* _Directive_
Convert the rows below into a two-column CSV with the header instruction,points, one line per row. Put each row's text in the first column and its answer in the second, with each field quoted and its line breaks replaced by spaces.

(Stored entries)
————

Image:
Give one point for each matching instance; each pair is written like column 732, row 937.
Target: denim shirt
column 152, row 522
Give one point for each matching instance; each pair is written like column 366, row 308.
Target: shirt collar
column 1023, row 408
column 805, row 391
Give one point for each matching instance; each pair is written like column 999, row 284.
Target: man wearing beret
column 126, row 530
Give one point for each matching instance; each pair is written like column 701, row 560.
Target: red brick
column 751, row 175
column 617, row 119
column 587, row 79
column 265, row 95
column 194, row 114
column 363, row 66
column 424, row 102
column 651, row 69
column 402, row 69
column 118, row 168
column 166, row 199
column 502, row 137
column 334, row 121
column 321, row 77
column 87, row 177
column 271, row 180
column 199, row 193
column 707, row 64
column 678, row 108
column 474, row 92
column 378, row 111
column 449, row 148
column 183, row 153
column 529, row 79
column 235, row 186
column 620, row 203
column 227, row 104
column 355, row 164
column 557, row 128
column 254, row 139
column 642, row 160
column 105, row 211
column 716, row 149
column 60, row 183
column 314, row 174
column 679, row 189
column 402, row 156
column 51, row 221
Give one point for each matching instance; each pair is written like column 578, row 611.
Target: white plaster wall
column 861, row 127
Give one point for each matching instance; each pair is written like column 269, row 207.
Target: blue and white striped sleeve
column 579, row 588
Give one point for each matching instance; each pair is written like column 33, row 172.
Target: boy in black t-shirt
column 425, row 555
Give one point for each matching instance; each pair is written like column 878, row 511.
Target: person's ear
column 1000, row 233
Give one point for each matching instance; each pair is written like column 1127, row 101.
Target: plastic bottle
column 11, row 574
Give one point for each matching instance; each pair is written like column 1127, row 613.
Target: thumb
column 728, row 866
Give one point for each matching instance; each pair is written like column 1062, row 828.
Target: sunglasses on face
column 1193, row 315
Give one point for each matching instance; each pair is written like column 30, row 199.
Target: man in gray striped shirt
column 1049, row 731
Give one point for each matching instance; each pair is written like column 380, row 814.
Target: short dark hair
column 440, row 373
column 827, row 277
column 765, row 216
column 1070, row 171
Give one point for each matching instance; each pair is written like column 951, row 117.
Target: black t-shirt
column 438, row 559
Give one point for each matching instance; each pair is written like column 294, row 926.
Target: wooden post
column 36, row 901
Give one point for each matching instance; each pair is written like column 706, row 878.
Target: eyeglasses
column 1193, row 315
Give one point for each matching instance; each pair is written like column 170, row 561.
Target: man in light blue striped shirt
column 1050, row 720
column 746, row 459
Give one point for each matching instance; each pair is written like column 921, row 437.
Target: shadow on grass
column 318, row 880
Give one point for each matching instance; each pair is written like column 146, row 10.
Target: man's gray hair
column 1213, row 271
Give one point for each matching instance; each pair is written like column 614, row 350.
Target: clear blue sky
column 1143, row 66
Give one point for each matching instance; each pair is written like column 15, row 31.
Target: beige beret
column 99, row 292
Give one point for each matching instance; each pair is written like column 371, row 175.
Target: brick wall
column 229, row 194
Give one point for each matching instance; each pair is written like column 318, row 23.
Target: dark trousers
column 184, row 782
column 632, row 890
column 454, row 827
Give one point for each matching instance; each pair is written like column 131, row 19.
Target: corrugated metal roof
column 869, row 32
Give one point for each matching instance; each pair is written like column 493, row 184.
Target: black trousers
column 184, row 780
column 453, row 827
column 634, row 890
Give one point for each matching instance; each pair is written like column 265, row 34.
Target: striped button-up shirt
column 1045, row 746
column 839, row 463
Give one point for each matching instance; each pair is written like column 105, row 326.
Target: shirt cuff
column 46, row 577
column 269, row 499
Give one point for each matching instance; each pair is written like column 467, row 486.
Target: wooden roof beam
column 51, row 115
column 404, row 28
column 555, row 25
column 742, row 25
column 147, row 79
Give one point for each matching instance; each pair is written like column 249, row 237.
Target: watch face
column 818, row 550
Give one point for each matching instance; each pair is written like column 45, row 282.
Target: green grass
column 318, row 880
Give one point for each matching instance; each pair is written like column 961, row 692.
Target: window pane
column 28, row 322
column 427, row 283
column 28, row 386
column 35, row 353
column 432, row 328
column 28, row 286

————

* _Final result_
instruction,points
"Image: Give one point for each matching instance; each pair is written like column 732, row 937. Target: denim shirt","column 152, row 522"
"Give one point for each matching instance; each pair is written like column 366, row 308. Target: shirt collar","column 1023, row 408 column 805, row 391"
"Give one point for each matching instance; each pair is written like column 999, row 284. Target: man wearing beret","column 126, row 530"
"Give one point for each matching instance; each pair is written like column 701, row 560. Target: red brick","column 751, row 175 column 617, row 119 column 587, row 79 column 265, row 95 column 194, row 114 column 363, row 66 column 424, row 102 column 651, row 69 column 402, row 69 column 118, row 168 column 166, row 199 column 502, row 137 column 334, row 121 column 321, row 77 column 87, row 177 column 271, row 180 column 199, row 193 column 707, row 64 column 678, row 108 column 474, row 92 column 378, row 111 column 449, row 148 column 183, row 153 column 529, row 79 column 235, row 186 column 620, row 203 column 227, row 104 column 355, row 164 column 557, row 128 column 254, row 139 column 642, row 160 column 105, row 211 column 716, row 149 column 60, row 183 column 314, row 174 column 679, row 189 column 402, row 156 column 51, row 221"
"Give one point for each matching instance; each pair is written like column 578, row 611. Target: white plaster wall","column 861, row 127"
"Give one point for each matching instance; each pair is written like column 269, row 207. Target: blue and white striped sleeve","column 579, row 588"
"Give one point for each matching instance; each pair is written like column 33, row 172. Target: boy in black t-shirt","column 425, row 555"
"Give one point for each matching instance; each pair is written like column 878, row 511. Target: person's ear","column 1000, row 233"
"Give one point for each matching instance; each pair is written like column 1127, row 101. Target: plastic bottle","column 11, row 574"
"Give one point for each matching instance; each pair is written like column 1127, row 613. Target: thumb","column 728, row 866"
"Give one point for each matching instance; each pair is written like column 1062, row 828. Target: sunglasses on face","column 1193, row 315"
"Give one point for each matching instance; each pair is written like column 30, row 199. Target: man in gray striped shirt","column 1049, row 731"
"Give one point for each matching instance; each pair is written like column 380, row 814. Target: short dark hair","column 440, row 373 column 827, row 277 column 765, row 216 column 1070, row 171"
"Give one point for each matching instance; each pair is written like column 951, row 117. Target: black t-shirt","column 438, row 559"
"Give one point for each matching instance; each pair is written like column 294, row 926. Target: wooden post","column 36, row 901"
"Give one point for each matching instance; each pair is written like column 706, row 878. Target: eyeglasses","column 1193, row 315"
"Give one point for each matching instance; each pair is written like column 170, row 561. Target: man in light blue striped shirt","column 1050, row 720 column 746, row 459"
"Give one point for each matching instance; each pair is written like column 921, row 437. Target: shadow on grass","column 318, row 880"
"Give one point for each matching instance; each pair is written like column 146, row 10. Target: man's gray hair","column 1213, row 271"
"Give one point for each matching instance; each pair is written like column 614, row 350. Target: clear blue sky","column 1143, row 66"
"Give one point for each matching instance; each pair is written like column 15, row 31. Target: beige beret","column 99, row 292"
"Give one point for each matching instance; each pair is written like column 371, row 175. Target: brick wall","column 229, row 194"
"Give one point for each matching instance; each pair is written like column 318, row 23. Target: dark trousers","column 184, row 782 column 632, row 890 column 454, row 827"
"Give one point for each matching instance; each pair is written like column 131, row 19. Target: corrugated metal roof","column 869, row 32"
"Give one point for each matching instance; each pair is written like column 493, row 184. Target: black trousers","column 184, row 780 column 453, row 827 column 634, row 890"
"Give one point for each matching instance; each pair is written like column 265, row 34. Target: striped button-up shirt","column 1045, row 746 column 839, row 463"
"Give one point for each matching instance; each pair is written like column 105, row 326. Target: shirt cuff","column 46, row 577 column 269, row 499"
"Give one point for each matching instance; each pair is written like column 467, row 486. Target: wooden roof beam","column 51, row 115 column 404, row 28 column 555, row 25 column 742, row 25 column 147, row 79"
"Give one point for each matching instance; each pair is written like column 249, row 237. Target: watch face","column 818, row 550"
"Give one point for each matching instance; each pair is written like column 45, row 282. Target: green grass","column 318, row 880"
"Give one point for each matching instance; each pair is written like column 961, row 692. Target: window pane","column 28, row 322 column 427, row 283 column 28, row 386 column 35, row 353 column 432, row 328 column 28, row 286"